**SHORT PROBLEM**
Copy out, word for word, the records from the line with "fender and give integer pixel coordinates." to the line with "(1064, 205)", including both of those lines.

--------------------------------

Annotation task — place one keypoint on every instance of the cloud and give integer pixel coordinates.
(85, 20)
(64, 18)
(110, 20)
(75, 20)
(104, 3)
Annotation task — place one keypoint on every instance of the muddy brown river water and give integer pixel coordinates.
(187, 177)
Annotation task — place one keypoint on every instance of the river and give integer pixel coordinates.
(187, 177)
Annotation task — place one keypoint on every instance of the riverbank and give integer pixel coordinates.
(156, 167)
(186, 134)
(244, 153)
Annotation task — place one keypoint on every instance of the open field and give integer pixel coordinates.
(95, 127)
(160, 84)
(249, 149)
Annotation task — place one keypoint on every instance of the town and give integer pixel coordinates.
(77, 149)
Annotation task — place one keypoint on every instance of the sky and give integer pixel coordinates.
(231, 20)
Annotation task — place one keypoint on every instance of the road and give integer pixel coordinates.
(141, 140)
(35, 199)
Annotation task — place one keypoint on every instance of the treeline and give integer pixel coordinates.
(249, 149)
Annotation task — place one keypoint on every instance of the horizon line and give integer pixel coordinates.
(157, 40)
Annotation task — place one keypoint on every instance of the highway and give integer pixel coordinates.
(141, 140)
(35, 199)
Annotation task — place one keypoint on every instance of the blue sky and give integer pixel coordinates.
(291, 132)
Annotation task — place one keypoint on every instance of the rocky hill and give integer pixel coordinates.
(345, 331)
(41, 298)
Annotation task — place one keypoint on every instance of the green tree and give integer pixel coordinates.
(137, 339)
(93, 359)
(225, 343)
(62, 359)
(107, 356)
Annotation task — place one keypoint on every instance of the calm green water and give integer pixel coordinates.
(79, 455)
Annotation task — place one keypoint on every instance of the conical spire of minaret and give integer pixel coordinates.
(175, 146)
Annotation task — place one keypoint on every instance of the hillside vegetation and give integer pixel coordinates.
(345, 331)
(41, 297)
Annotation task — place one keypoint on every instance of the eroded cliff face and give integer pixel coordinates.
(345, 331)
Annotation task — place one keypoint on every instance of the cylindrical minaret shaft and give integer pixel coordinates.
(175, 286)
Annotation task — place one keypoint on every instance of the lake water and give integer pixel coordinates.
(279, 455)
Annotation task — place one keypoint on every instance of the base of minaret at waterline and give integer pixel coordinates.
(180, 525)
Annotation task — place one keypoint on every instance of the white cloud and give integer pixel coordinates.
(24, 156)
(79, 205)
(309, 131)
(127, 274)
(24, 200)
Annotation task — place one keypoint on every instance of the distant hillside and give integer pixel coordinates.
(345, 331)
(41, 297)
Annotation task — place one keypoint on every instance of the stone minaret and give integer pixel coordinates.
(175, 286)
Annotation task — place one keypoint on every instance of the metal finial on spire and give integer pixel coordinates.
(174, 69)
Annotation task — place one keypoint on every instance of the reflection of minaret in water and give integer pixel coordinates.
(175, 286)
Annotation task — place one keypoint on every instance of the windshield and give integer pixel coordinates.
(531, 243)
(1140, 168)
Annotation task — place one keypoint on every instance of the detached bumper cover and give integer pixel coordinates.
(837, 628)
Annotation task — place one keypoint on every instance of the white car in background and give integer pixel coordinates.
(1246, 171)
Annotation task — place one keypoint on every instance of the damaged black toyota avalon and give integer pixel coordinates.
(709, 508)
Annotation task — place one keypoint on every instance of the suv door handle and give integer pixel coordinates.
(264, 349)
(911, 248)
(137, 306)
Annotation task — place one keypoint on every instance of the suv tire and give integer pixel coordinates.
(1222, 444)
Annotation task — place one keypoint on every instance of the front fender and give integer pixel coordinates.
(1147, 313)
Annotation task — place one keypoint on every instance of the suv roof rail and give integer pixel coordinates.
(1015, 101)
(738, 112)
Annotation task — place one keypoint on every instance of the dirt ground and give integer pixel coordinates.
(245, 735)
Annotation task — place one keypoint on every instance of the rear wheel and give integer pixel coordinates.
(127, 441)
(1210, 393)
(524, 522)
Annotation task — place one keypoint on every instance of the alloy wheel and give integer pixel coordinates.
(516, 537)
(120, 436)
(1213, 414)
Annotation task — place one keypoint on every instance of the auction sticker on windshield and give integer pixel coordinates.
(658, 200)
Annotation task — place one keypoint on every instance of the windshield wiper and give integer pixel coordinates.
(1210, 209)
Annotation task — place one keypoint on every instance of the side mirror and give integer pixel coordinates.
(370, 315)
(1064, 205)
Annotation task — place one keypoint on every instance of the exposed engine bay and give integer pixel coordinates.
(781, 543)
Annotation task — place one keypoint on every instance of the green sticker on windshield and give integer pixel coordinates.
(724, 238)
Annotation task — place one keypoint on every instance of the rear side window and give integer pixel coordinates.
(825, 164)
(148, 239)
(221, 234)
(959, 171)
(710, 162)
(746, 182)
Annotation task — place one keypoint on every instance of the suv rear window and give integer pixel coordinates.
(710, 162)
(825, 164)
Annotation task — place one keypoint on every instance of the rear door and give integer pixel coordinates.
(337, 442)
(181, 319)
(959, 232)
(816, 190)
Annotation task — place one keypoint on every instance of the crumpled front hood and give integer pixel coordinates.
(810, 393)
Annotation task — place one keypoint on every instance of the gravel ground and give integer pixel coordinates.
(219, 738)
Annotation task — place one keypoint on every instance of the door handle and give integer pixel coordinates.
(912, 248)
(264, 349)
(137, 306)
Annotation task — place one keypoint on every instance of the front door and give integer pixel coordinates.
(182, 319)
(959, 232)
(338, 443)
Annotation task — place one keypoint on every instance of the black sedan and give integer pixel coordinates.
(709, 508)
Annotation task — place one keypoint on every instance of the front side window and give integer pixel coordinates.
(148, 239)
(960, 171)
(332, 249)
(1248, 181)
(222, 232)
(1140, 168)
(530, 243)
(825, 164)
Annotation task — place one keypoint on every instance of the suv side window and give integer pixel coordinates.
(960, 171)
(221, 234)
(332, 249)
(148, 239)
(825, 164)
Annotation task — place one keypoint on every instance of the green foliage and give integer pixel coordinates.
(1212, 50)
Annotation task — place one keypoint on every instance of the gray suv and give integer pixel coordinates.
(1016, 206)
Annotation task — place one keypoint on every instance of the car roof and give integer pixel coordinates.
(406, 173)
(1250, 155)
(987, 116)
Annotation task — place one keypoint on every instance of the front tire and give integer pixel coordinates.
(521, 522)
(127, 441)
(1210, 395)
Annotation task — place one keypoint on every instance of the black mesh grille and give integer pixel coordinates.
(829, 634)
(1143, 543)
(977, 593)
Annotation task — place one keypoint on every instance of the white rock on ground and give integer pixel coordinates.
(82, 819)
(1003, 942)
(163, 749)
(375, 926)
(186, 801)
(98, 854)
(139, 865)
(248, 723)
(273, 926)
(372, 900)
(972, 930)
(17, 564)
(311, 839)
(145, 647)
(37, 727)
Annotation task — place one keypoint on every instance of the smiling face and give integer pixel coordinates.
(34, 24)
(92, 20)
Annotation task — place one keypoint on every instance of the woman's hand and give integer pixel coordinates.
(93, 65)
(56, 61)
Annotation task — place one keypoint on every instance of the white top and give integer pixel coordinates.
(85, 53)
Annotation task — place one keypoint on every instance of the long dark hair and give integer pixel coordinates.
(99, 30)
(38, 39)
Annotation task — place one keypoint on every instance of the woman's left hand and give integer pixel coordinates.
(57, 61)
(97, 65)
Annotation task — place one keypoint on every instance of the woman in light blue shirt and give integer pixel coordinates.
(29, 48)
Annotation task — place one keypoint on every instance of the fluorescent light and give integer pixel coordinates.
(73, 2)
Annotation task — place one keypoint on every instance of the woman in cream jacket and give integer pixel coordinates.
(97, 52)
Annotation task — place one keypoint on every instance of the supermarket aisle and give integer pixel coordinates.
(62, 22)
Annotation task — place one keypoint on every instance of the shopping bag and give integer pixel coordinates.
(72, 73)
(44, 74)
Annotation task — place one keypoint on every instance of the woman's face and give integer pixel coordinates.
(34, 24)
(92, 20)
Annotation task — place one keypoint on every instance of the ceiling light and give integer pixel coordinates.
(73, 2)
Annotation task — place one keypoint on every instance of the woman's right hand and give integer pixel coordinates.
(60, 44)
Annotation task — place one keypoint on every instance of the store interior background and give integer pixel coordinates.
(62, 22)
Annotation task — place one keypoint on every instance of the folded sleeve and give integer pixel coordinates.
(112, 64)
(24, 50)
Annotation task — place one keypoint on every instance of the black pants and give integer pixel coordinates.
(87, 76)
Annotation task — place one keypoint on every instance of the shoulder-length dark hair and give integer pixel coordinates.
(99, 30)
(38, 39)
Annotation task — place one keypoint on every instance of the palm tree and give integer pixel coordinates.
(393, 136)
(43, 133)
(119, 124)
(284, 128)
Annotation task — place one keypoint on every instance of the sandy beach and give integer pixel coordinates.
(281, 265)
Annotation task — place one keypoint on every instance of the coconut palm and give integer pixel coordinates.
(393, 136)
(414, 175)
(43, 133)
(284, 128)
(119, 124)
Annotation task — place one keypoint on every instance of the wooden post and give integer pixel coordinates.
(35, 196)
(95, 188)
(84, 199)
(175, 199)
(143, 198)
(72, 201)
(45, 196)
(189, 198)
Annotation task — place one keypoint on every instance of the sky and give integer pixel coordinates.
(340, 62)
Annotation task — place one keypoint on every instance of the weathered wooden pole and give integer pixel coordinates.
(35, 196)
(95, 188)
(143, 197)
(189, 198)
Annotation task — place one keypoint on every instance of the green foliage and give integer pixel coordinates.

--------------------------------

**EXERCISE RESULT**
Annotation task — place one keypoint on every instance of the front fender and give integer pixel coordinates.
(1147, 313)
Annotation task — place one keypoint on every instance of the suv roof rail and give integer pixel coordinates.
(1015, 101)
(738, 112)
Annotation task — place one keypoint on every instance of the dirt ground and give integer pixel coordinates.
(245, 735)
Annotation task — place one keypoint on every instance of the rear wheel and give integer pixel coordinates.
(127, 441)
(1210, 393)
(524, 522)
Annotation task — place one keypoint on every instance of the alloy wheel and give integer pixel coordinates.
(516, 537)
(120, 436)
(1213, 414)
Annotation task — place one keypoint on every instance of the auction sticker on windshield and give integer pixel coordinates.
(658, 200)
Annotation task — place one keypoint on every instance of the windshield wiper and give integer pixel coordinates.
(1210, 209)
Annotation task — place one keypoint on every instance of the side mirror and give integer pixel coordinates.
(370, 315)
(1064, 205)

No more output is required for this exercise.